# START OF SUPPLIED MATERIAL
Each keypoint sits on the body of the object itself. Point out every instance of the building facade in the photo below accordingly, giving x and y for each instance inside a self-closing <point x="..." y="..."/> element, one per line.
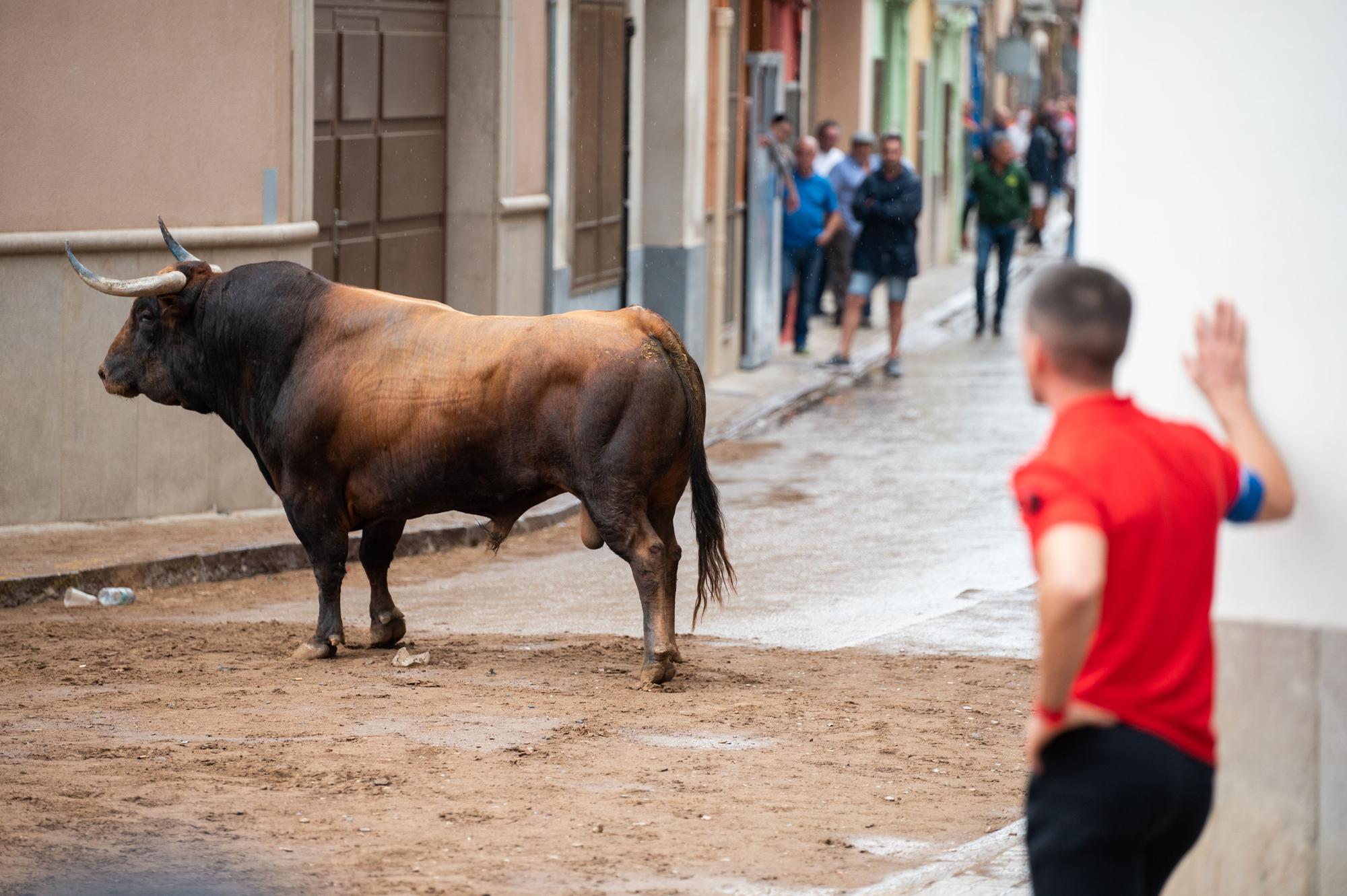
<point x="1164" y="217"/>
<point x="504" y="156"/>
# END OF SUPPLIED MATERIAL
# START OF SUPPLIED MATERIAL
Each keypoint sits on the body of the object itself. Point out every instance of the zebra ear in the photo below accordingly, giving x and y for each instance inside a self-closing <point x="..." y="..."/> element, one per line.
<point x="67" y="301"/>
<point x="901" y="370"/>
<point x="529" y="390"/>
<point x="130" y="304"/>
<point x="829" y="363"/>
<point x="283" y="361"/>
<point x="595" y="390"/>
# END OF SUPPLIED MATERIAL
# START OF SUPPLIED MATERIAL
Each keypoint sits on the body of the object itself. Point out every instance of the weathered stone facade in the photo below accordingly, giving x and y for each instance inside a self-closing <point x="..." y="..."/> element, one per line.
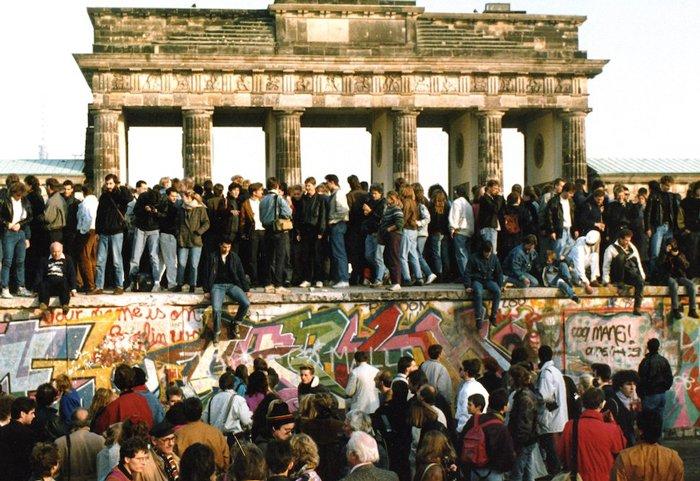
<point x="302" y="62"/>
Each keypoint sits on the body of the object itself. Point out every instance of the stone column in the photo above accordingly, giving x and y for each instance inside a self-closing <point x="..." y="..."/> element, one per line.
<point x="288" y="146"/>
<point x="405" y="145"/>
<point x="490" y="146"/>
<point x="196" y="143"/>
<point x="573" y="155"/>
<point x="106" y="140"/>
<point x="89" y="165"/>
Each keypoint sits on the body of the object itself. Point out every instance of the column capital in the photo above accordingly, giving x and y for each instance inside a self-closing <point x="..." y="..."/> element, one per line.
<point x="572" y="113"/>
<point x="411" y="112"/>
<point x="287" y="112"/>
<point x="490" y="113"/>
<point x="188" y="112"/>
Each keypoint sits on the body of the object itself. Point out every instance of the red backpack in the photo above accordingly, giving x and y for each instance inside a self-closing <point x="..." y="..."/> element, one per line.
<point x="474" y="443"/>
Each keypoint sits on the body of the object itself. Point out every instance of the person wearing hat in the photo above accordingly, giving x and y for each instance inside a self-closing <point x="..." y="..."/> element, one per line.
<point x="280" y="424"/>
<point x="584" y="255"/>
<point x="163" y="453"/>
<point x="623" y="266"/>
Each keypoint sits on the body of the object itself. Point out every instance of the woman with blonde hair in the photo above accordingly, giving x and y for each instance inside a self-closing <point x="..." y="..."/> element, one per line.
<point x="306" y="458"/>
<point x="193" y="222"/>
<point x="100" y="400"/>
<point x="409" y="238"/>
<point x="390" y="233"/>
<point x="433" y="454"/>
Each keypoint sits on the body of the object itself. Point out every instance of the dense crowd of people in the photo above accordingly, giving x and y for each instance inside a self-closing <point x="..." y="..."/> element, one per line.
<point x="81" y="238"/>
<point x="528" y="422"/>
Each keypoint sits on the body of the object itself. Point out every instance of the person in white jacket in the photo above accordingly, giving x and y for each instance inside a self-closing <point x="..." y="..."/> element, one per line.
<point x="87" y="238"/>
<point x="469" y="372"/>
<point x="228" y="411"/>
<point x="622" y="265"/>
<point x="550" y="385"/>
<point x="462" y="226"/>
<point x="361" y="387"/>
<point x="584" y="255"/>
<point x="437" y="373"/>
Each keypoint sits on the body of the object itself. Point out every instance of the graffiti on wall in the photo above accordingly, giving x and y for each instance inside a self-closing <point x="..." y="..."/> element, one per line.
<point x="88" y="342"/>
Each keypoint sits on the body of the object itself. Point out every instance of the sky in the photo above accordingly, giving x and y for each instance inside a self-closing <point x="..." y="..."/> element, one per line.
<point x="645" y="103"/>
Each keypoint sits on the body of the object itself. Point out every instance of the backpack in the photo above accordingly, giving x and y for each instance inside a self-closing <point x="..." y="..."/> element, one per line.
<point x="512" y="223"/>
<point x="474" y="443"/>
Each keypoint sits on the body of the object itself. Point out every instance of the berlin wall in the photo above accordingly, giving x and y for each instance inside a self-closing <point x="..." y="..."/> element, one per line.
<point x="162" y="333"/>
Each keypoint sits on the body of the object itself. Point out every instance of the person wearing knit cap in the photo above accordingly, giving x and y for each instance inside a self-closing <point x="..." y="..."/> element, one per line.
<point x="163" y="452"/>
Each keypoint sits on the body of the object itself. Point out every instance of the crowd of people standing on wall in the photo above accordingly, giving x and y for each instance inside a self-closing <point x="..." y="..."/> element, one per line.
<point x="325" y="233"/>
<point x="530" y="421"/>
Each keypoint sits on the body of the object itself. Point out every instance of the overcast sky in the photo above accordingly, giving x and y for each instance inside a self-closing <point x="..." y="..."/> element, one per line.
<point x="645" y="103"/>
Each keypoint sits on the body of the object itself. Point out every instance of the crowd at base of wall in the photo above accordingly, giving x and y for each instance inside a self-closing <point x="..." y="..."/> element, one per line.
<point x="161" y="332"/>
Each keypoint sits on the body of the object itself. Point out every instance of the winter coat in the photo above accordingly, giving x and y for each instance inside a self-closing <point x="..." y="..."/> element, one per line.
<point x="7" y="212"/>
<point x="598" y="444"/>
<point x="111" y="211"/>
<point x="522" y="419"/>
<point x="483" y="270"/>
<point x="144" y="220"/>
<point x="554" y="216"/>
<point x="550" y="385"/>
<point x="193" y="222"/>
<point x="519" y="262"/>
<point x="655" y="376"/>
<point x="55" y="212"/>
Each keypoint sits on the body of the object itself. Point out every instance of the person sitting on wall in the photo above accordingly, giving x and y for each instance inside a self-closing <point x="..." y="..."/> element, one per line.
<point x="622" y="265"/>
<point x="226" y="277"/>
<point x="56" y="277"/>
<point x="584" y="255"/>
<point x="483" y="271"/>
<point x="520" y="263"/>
# END OF SUPPLIED MATERIAL
## EXERCISE TASK
Count the lines in the listing above that contain the word "wearing". Reply with the number alone.

## REPLY
2